Image boundary annotation data:
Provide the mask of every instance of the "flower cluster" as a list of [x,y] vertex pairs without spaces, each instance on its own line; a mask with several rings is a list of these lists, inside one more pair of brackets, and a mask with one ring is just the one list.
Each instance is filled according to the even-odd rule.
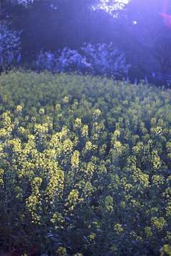
[[0,252],[170,255],[170,90],[11,72],[0,98]]

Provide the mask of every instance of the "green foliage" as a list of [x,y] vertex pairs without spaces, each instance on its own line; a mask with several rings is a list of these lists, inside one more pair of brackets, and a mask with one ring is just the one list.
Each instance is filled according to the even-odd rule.
[[11,72],[0,99],[0,252],[170,255],[170,90]]

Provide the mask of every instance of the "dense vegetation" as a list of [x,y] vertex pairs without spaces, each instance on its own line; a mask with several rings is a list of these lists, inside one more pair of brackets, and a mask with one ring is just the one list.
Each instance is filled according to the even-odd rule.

** TASK GOAL **
Could you write out all of the records above character for character, leaving the pictures out?

** WRITTEN ANSWER **
Provide the mask of every instance of the "flower cluster" as a list of [x,y] vertex pairs without spaces, each instance on its own line; a mask with several rings is a list of these lists, inside one more pair of brackets, and a mask with one ring is just the one list.
Each instance is filled according to the even-odd rule.
[[0,252],[170,255],[170,90],[11,72],[0,98]]

Provide the mask of every instance of the "green foliage" as a list of [x,y] vertex pairs without spaces, each instance on its own line; a mask with several rings is a list of these lists, inside one more pair of brackets, and a mask with one ring is just the one list.
Each instance is filled according to the even-odd rule.
[[11,72],[0,99],[0,252],[170,255],[170,90]]

Provide the mask of every instance of the "dense vegetation" as a list of [x,y] vertex pairs without spaces, each instance on its own line; a mask with several rings is a list of these lists, inside one more pair of brackets, and a mask with one ring is just the one list.
Each instance is filled according to the even-odd rule.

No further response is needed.